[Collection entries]
━━━━━━━━━━━━━━━━━━━━

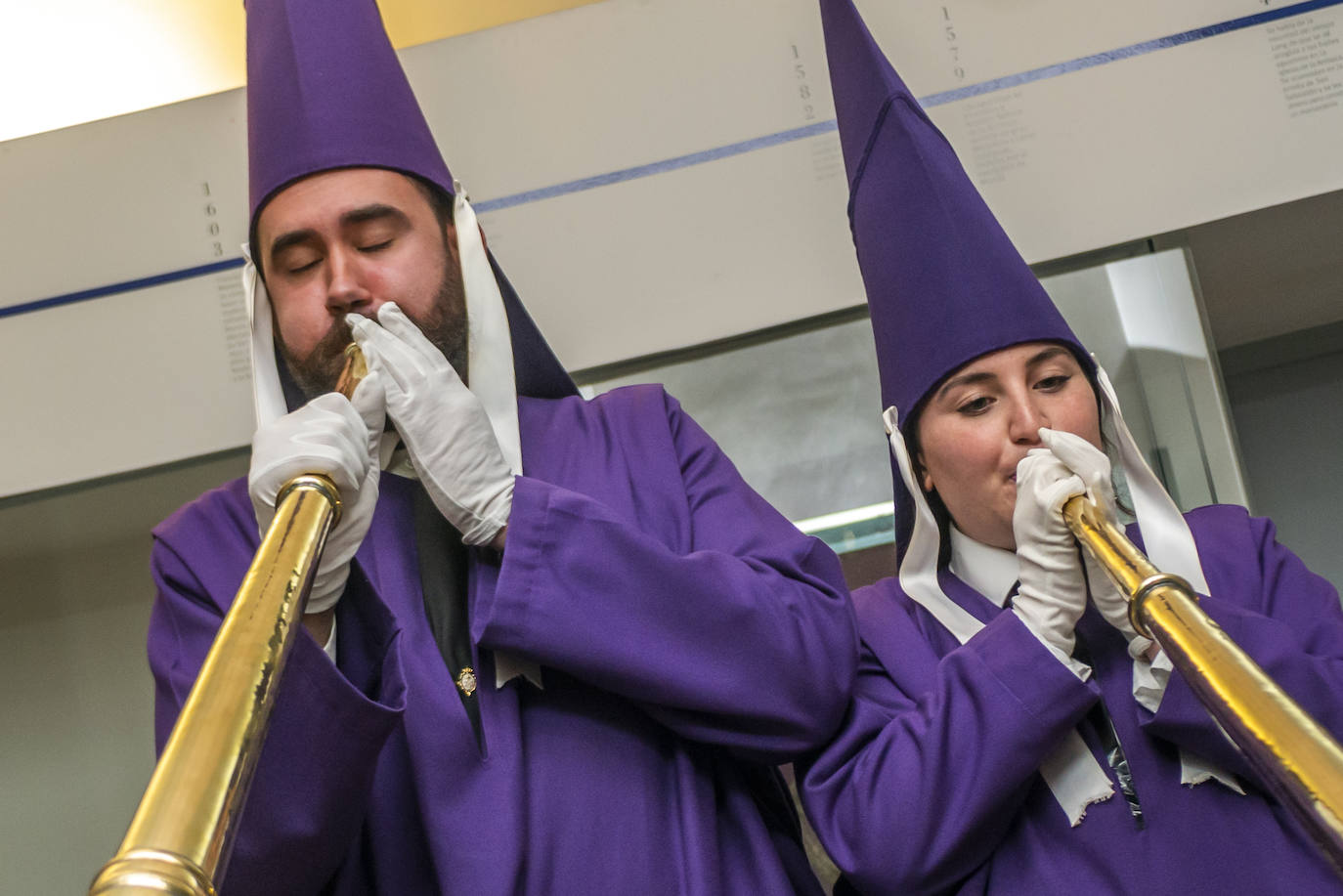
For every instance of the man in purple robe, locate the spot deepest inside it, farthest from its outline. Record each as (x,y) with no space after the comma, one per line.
(557,645)
(1009,731)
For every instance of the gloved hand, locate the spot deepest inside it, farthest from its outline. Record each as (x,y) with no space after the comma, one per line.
(1094,469)
(1052,595)
(442,423)
(337,438)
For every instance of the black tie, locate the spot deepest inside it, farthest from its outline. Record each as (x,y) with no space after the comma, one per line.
(444,562)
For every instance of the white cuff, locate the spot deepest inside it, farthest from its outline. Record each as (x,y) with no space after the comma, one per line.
(1149,680)
(329,648)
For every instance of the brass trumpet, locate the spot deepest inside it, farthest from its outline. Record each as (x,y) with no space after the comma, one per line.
(180,835)
(1299,760)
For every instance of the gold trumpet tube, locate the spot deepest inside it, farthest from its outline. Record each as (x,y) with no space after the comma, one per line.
(1292,753)
(180,835)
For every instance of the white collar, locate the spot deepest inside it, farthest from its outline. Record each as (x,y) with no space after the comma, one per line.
(987,570)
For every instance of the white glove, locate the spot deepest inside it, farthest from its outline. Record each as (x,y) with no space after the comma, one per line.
(337,438)
(1052,595)
(1092,468)
(444,425)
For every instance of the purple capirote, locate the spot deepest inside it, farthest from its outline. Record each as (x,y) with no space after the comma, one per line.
(944,283)
(325,90)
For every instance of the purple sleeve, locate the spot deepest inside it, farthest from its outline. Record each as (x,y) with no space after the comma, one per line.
(1281,614)
(308,798)
(918,789)
(743,635)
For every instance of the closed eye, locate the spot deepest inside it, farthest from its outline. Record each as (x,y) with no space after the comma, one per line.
(1053,383)
(975,407)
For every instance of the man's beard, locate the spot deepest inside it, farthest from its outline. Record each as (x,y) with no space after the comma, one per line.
(445,326)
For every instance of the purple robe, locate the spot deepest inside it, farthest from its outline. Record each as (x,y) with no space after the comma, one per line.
(689,638)
(932,788)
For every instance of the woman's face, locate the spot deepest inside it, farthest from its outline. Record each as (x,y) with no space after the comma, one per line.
(982,421)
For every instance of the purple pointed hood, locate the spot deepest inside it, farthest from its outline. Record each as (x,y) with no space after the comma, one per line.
(944,283)
(326,90)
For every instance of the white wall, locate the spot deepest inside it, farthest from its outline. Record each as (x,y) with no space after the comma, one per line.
(77,713)
(1286,401)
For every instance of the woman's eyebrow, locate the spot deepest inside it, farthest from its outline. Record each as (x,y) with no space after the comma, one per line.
(966,379)
(1053,351)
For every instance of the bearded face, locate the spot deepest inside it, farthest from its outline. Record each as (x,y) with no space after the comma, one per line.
(444,325)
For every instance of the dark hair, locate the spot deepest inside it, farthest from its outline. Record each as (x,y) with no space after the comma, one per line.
(438,199)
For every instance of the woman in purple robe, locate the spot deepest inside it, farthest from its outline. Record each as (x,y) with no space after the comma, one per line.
(1010,732)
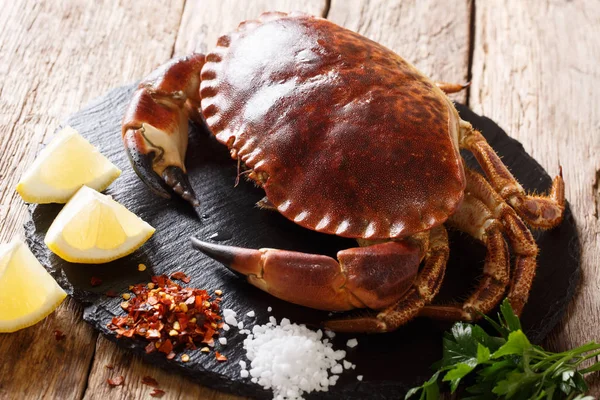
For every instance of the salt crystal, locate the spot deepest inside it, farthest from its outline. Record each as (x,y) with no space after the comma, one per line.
(291,359)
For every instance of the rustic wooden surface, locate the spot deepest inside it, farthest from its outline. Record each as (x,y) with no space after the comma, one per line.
(534,71)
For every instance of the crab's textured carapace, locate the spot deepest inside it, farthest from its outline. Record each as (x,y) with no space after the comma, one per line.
(346,138)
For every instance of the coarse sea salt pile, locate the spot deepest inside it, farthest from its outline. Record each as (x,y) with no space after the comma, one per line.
(290,359)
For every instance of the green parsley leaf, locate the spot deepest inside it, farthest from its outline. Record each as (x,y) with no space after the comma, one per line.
(509,366)
(517,343)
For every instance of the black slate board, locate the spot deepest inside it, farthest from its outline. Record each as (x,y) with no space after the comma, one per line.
(390,363)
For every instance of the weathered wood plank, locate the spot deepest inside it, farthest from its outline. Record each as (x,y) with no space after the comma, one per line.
(432,35)
(201,24)
(535,73)
(55,57)
(133,369)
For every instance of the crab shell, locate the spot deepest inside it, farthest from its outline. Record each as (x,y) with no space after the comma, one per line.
(345,136)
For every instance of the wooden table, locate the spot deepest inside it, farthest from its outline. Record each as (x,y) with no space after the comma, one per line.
(533,66)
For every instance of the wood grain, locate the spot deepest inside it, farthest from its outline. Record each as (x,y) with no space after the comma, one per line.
(535,72)
(133,369)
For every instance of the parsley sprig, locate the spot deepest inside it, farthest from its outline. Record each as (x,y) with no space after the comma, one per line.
(508,366)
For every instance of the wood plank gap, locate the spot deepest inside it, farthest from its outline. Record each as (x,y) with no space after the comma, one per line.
(471,7)
(178,29)
(89,369)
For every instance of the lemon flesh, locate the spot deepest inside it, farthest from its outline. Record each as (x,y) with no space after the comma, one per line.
(67,163)
(92,228)
(28,293)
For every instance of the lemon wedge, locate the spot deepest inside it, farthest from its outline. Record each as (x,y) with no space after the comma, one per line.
(92,228)
(28,293)
(67,163)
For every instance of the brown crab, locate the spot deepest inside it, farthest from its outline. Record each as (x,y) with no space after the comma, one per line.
(346,138)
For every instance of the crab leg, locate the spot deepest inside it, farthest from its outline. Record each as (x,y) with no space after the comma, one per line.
(372,276)
(483,215)
(450,88)
(155,125)
(538,211)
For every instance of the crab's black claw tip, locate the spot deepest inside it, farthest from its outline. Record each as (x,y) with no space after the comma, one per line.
(223,254)
(237,259)
(142,165)
(179,182)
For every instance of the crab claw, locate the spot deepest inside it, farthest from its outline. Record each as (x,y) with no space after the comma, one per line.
(142,155)
(155,126)
(366,277)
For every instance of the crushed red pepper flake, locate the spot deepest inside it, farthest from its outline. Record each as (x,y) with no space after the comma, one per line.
(59,335)
(180,276)
(157,393)
(118,381)
(150,381)
(170,317)
(95,281)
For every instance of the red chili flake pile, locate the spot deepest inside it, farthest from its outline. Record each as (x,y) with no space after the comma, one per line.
(118,381)
(150,381)
(169,316)
(59,335)
(180,276)
(95,281)
(157,393)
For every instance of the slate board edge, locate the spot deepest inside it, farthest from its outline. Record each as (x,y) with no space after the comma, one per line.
(378,390)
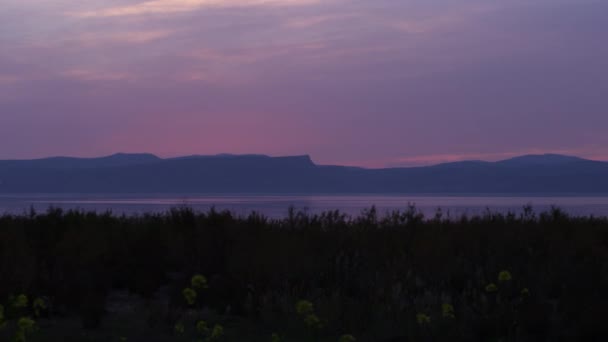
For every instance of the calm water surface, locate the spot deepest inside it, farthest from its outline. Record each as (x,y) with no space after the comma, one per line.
(277,206)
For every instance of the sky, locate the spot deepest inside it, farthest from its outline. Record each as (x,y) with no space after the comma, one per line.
(373,83)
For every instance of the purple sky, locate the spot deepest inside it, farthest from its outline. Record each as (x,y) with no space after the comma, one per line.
(356,82)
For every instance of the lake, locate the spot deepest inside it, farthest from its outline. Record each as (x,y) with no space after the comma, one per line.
(277,205)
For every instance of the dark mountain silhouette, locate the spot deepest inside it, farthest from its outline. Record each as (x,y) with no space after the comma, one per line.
(146,173)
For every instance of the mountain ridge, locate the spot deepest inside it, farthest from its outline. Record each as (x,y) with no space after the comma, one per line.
(147,173)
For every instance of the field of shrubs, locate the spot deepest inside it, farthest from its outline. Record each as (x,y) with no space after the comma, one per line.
(213,276)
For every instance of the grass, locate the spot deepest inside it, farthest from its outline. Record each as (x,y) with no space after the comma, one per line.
(398,277)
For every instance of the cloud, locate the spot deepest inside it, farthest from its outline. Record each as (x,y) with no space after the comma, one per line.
(93,75)
(177,6)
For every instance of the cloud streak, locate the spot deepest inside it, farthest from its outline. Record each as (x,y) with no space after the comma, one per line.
(370,83)
(179,6)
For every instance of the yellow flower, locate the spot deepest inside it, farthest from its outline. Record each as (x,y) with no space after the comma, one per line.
(304,307)
(447,310)
(189,295)
(199,282)
(504,276)
(423,319)
(347,338)
(491,287)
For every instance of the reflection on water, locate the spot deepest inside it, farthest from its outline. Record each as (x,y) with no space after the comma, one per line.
(277,206)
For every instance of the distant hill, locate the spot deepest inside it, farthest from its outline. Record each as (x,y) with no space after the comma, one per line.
(146,173)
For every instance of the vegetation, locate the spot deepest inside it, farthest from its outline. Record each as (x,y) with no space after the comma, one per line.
(187,276)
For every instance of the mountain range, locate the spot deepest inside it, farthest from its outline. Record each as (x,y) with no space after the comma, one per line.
(242,174)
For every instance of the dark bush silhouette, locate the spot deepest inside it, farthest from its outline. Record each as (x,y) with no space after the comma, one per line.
(377,277)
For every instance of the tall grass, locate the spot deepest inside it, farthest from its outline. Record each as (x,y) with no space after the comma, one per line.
(399,277)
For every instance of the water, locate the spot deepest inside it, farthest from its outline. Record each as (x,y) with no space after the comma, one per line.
(277,206)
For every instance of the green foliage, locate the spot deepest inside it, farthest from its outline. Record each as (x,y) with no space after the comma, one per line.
(504,276)
(423,319)
(369,275)
(491,288)
(20,302)
(199,282)
(304,307)
(347,338)
(189,295)
(447,311)
(39,305)
(216,333)
(179,328)
(25,327)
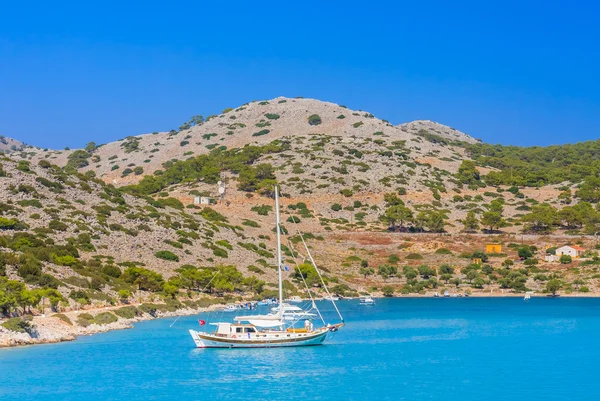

━━━━━━━━━━━━━━━━━━━━

TO DO
All lines from the one containing "For every instance of the green foliage, locate" to the last line of the data above, both included, should be printed exactly, and the pictures should not appear.

RESULT OF THE EXERCISE
For every instance of the green foliage, locate the spot deepest inside it, farthest from its outline. Record each as (x,y) with no space after the comma, one per line.
(504,276)
(423,319)
(369,275)
(491,288)
(20,302)
(199,282)
(304,307)
(347,338)
(189,295)
(447,311)
(39,305)
(216,333)
(179,328)
(25,327)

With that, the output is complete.